• Aim: Repeat the lines of the listing below verbatim, from the line with "Target: rear window" to the line with "POLYGON ((320 25, 312", including both of those lines.
-=-=-=-=-
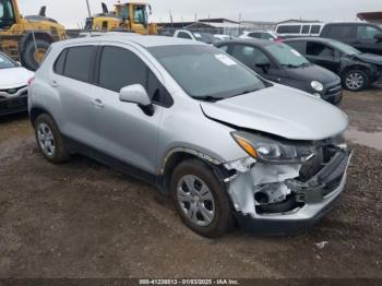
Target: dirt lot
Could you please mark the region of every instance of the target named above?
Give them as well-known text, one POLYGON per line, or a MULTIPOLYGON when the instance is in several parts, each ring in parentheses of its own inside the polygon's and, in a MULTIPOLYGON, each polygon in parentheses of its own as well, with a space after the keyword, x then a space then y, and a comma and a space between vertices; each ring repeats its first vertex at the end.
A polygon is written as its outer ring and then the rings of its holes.
POLYGON ((356 155, 333 212, 289 237, 186 228, 153 188, 83 157, 53 166, 0 119, 0 277, 382 277, 382 92, 346 94, 356 155), (327 241, 323 249, 317 243, 327 241))

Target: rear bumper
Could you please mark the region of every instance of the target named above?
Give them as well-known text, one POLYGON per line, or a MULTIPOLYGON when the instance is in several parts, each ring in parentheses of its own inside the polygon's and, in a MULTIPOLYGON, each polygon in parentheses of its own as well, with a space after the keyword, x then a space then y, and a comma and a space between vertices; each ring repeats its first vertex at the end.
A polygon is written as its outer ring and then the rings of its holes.
POLYGON ((299 233, 317 224, 325 216, 344 191, 351 153, 342 151, 314 178, 306 183, 290 181, 300 207, 278 214, 244 215, 237 213, 240 227, 258 235, 286 235, 299 233), (333 187, 335 183, 335 187, 333 187))
POLYGON ((27 95, 0 98, 0 116, 26 111, 27 102, 27 95))

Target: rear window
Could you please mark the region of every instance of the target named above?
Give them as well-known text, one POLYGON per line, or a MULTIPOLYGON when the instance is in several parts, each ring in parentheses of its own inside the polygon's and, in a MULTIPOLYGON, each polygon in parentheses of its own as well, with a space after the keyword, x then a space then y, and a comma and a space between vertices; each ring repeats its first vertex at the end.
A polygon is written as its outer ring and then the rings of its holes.
POLYGON ((278 26, 278 34, 300 34, 301 25, 285 25, 278 26))
POLYGON ((17 67, 14 61, 0 53, 0 69, 9 69, 17 67))
POLYGON ((301 34, 309 34, 310 25, 303 25, 301 34))
POLYGON ((354 35, 354 26, 350 25, 335 25, 329 27, 327 37, 335 39, 347 39, 353 38, 354 35))
POLYGON ((69 48, 63 75, 81 82, 88 82, 95 50, 94 46, 69 48))
POLYGON ((320 25, 312 25, 312 28, 310 29, 310 34, 320 34, 321 26, 320 25))

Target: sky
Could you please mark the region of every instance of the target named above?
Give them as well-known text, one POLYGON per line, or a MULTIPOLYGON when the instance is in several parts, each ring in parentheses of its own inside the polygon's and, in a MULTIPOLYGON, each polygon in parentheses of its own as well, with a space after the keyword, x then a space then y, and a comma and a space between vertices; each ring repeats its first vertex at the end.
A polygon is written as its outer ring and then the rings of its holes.
MULTIPOLYGON (((92 13, 100 13, 103 0, 88 0, 92 13)), ((111 10, 117 0, 104 0, 111 10)), ((123 0, 121 2, 124 2, 123 0)), ((382 0, 144 0, 151 3, 151 22, 175 22, 198 19, 226 17, 234 21, 283 21, 305 19, 355 21, 358 12, 382 11, 382 0)), ((37 14, 47 5, 47 15, 68 28, 84 25, 87 16, 86 0, 19 0, 23 15, 37 14)))

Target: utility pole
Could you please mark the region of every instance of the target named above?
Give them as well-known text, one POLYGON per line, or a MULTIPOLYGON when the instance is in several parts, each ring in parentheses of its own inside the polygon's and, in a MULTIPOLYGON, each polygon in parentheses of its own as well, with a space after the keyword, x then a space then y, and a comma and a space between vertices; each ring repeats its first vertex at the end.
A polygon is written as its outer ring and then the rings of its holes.
POLYGON ((86 5, 87 5, 88 17, 92 17, 91 5, 88 4, 88 0, 86 0, 86 5))

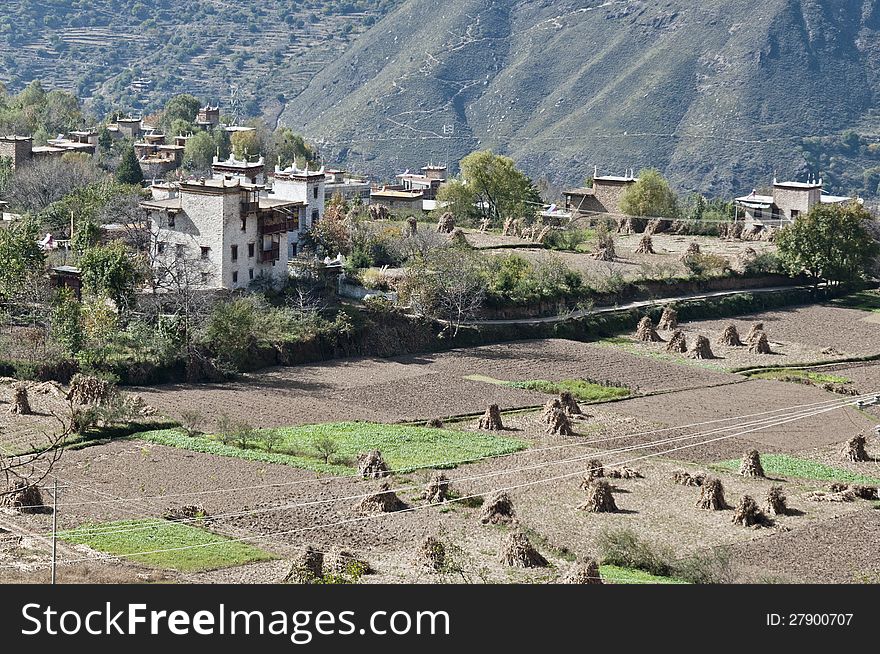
-=-=-=-=-
• Result for this task:
Target: rear window
Could you please mark the region of every instance of the target named above?
Give them as well-known text, one POLYGON per line, or a MULTIPOLYGON when the instance is in several parts, each ring in parentheses of its own inside the polygon's and, in a MULTIPOLYGON, each polygon in parentheses of its own as well, with a space after the keyword, x then a space then y, and a comma and a space between vertices; each ring repeats its first vertex at the end.
A polygon is written as its outer ring and then the rings of its holes.
POLYGON ((278 26, 278 34, 300 34, 301 25, 285 25, 278 26))
POLYGON ((17 67, 14 61, 0 53, 0 69, 9 69, 17 67))
POLYGON ((301 34, 309 34, 310 25, 303 25, 301 34))
POLYGON ((354 35, 354 26, 350 25, 335 25, 329 27, 327 37, 335 39, 347 39, 353 38, 354 35))
POLYGON ((69 48, 63 75, 81 82, 88 82, 95 50, 94 46, 69 48))
POLYGON ((320 25, 312 25, 312 28, 310 29, 310 34, 320 34, 321 26, 320 25))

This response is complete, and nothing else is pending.